Passage provided:
+===+
Origin myth
So now you want to know all about Katje Van Loon, right? Obviously. You’re in luck, because the BBC explained about her exactly one year ago, on that previous International Non-Binary Day.
Ten years ago, Katje van Loon wrote a blog post calling for the creation of International Non-Binary Day on 14 July – exactly half way between International Women’s Day and International Men’s Day. Katje tells BBC gender and identity correspondent, Megha Mohan, why it is important that the day has become a reality.
Well thank fuck the BBC has a gender and identity correspondent, or we might never know about these things.
Katje explains all:
My grandmother had just died and I was at her apartment organising her things. Trying to distract myself after a while, I fell into an online rabbit hole and stumbled to the Wikipedia page for gender identities. It was here that I first read the definition of “non-binary”. In those paragraphs, I learned about people who do not follow binary gender norms, people who feel they exist in an intermediate space outside the definitions of male and female.
It was 2012. Until that day she was unaware of people who don’t follow gender norms?
In some ways I was like my mother. People called my mother a “handsome” woman, which I realised much later was designed to be an insult referring to her perceived lack of femininity.
She was a single woman, a lawyer and educator. She wasn’t like the other mothers from school. She would be as comfortable fixing things around the house as she was while teaching her students, or caring for me.
+===+
Required tasks:
**a.** In the passage headed "Origin myth," what date did Katje van Loon's blog post propose for International Non-Binary Day?
**b.** Write out the passage headed "Origin myth" word for word, from "Ten years ago, Katje" up to and including "male and female.".
You won't need the collection entries for anything here.

Collection entries
+===+
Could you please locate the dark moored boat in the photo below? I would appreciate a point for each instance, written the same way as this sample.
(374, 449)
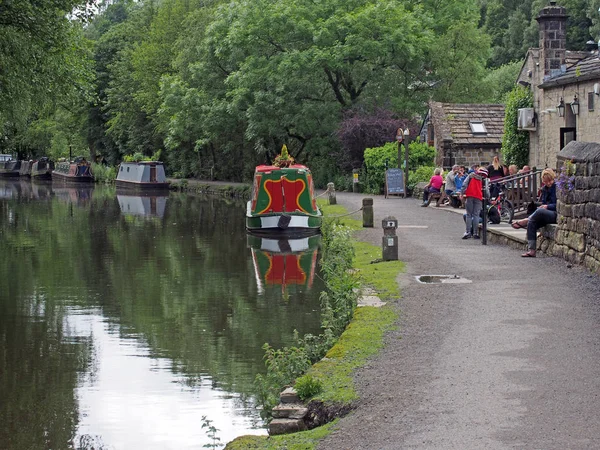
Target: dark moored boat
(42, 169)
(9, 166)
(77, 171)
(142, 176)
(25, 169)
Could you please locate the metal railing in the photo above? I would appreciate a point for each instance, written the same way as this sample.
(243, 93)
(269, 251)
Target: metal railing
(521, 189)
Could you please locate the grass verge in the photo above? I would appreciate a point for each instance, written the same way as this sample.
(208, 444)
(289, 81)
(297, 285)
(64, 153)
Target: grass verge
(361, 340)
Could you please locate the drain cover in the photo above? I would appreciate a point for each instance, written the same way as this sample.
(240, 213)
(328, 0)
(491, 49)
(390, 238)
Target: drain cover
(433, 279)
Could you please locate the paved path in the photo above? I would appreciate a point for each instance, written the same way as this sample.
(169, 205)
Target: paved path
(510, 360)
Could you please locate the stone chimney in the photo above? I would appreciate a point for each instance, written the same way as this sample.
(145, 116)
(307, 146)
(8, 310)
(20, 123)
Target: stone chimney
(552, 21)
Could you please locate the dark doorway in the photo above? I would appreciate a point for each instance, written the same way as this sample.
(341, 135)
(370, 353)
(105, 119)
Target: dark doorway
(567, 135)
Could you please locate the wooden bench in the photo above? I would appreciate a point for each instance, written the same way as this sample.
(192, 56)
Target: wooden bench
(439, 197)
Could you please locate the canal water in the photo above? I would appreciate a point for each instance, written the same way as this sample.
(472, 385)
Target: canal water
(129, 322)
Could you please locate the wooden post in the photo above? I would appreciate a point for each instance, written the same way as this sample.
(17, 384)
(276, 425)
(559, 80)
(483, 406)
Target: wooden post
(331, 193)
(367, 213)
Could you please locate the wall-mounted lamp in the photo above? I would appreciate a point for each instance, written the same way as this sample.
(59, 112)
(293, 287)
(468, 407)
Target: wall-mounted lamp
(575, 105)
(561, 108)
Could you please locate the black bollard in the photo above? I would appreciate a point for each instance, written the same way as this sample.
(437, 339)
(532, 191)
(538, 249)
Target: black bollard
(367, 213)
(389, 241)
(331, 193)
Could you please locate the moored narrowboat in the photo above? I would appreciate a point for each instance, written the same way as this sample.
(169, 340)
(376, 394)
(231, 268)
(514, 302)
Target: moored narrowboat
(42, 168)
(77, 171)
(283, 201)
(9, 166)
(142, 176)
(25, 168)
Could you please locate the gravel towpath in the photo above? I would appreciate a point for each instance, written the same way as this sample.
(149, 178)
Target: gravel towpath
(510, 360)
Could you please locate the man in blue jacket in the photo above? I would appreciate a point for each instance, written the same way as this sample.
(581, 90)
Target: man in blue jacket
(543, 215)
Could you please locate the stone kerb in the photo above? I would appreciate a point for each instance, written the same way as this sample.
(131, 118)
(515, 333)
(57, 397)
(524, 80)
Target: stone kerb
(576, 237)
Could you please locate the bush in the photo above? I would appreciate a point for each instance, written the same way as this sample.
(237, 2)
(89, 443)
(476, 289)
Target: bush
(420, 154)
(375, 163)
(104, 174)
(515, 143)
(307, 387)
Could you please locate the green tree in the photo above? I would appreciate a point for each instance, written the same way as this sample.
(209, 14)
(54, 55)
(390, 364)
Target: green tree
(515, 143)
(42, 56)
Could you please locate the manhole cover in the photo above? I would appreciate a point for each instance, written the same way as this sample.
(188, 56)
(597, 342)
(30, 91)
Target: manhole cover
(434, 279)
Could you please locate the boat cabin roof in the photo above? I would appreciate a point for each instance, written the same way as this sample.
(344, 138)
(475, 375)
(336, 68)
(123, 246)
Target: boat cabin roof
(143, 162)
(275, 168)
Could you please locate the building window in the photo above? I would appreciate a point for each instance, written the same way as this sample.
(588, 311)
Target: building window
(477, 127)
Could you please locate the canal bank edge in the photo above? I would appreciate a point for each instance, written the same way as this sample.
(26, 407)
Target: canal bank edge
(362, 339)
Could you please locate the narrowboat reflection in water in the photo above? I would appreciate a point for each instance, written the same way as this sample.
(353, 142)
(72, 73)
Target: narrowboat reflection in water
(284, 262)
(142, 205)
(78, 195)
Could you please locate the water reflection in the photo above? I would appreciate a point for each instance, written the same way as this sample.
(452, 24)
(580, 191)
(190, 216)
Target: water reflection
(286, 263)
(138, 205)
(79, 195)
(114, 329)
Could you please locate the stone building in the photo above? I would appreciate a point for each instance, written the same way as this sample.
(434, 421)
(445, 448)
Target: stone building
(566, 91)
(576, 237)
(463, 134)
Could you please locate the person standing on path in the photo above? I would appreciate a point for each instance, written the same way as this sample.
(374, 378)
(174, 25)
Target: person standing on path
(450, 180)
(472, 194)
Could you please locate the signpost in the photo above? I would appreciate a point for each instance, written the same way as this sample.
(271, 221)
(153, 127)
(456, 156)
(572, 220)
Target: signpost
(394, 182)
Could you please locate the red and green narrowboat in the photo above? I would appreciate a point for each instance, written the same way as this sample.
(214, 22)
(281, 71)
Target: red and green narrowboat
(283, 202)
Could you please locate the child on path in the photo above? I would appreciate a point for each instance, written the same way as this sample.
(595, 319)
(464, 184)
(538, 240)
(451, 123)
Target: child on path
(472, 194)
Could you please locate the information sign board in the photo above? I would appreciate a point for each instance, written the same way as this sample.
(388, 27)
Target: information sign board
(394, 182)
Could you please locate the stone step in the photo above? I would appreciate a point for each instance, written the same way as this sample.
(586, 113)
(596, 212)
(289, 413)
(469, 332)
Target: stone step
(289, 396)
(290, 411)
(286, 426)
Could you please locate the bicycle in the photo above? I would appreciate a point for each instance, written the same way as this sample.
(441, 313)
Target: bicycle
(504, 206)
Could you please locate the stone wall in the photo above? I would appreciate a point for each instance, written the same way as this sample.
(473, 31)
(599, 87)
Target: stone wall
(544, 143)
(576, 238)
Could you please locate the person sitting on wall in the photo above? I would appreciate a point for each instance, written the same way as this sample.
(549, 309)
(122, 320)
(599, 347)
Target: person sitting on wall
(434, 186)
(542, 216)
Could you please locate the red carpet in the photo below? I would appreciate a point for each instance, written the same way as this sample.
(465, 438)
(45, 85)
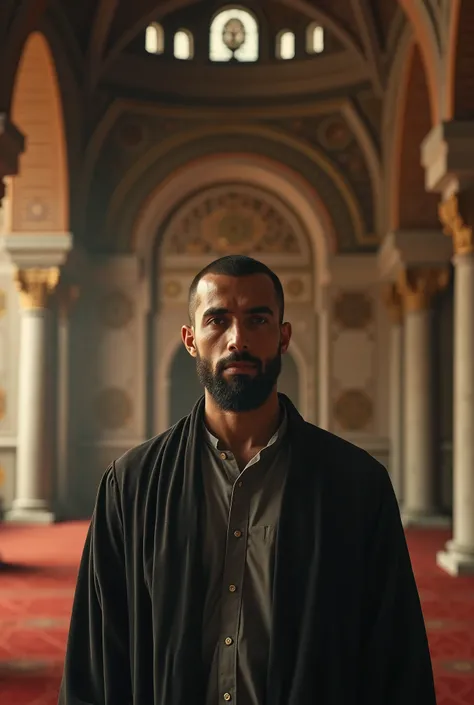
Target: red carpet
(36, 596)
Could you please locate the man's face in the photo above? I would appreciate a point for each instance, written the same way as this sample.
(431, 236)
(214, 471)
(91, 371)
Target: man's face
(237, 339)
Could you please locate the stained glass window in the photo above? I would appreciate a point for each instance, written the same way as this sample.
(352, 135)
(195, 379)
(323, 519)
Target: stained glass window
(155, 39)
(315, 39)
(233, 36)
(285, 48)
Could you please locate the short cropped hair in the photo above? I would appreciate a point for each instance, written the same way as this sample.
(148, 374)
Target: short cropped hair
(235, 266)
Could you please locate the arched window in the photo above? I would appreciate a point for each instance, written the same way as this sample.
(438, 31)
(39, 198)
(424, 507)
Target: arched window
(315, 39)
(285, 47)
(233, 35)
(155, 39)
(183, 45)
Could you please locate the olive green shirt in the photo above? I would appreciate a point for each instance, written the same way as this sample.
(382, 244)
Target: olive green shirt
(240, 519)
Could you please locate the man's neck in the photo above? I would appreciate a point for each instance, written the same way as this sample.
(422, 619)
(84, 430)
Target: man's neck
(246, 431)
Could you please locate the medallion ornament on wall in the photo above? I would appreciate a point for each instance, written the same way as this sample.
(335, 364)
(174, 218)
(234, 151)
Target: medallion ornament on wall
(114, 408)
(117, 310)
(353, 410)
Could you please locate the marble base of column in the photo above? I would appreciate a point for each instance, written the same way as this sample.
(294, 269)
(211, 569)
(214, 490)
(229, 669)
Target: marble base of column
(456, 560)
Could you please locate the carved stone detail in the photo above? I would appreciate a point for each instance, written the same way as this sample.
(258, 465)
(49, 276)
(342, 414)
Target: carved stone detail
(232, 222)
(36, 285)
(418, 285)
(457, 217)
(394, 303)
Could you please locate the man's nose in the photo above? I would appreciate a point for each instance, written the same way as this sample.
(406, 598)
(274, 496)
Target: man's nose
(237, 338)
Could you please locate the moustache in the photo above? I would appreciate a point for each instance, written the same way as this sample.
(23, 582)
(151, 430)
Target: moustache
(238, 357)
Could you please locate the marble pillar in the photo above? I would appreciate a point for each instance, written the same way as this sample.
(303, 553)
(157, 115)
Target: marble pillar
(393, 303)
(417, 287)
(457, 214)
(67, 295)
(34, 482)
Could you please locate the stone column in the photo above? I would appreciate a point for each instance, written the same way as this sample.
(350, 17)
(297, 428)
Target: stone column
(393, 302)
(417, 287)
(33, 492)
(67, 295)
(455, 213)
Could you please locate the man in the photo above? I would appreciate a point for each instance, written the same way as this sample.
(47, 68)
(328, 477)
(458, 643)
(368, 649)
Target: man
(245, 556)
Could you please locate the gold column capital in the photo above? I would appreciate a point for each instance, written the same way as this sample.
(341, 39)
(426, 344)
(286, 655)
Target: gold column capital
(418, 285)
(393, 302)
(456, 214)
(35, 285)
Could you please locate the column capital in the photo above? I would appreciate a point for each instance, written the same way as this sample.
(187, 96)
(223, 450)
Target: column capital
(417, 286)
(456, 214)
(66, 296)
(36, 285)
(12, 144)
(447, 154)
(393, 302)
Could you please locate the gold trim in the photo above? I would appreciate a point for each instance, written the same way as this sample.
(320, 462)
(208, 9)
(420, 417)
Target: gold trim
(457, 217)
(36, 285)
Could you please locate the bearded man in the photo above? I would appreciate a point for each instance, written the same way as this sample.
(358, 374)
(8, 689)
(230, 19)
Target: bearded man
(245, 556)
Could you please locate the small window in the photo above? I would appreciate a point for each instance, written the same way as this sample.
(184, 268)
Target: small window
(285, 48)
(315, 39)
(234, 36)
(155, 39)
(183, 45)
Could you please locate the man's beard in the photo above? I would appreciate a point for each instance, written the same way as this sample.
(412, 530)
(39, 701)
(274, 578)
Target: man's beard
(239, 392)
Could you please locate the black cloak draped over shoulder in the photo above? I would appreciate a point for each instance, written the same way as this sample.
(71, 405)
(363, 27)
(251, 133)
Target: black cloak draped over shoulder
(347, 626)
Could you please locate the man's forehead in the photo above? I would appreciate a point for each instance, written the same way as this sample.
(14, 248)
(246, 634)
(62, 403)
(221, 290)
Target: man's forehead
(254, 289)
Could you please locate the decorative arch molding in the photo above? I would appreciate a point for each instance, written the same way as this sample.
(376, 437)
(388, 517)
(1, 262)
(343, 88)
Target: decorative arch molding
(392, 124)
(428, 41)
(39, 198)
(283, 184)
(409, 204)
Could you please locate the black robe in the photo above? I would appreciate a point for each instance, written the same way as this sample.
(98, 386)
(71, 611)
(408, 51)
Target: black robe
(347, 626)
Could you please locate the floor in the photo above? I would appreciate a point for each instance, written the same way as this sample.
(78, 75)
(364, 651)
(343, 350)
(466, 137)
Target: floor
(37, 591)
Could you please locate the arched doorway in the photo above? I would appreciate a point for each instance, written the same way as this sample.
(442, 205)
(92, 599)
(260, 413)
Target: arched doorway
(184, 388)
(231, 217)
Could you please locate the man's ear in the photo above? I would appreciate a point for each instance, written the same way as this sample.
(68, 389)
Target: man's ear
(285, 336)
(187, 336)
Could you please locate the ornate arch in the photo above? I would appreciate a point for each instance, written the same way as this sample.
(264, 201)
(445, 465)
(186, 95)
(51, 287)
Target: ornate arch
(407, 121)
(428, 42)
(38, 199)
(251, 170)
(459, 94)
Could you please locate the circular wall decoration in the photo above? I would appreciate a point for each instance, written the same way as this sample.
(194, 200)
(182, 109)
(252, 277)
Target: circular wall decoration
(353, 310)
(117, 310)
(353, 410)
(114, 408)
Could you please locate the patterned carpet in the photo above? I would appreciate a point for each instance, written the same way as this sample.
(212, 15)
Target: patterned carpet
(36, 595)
+===+
Responses in order:
**a.** 14 July

**b.**
Ten years ago, Katje van Loon wrote a blog post calling for the creation of International Non-Binary Day on 14 July – exactly half way between International Women’s Day and International Men’s Day. Katje tells BBC gender and identity correspondent, Megha Mohan, why it is important that the day has become a reality.
Well thank fuck the BBC has a gender and identity correspondent, or we might never know about these things.
Katje explains all:
My grandmother had just died and I was at her apartment organising her things. Trying to distract myself after a while, I fell into an online rabbit hole and stumbled to the Wikipedia page for gender identities. It was here that I first read the definition of “non-binary”. In those paragraphs, I learned about people who do not follow binary gender norms, people who feel they exist in an intermediate space outside the definitions of male and female.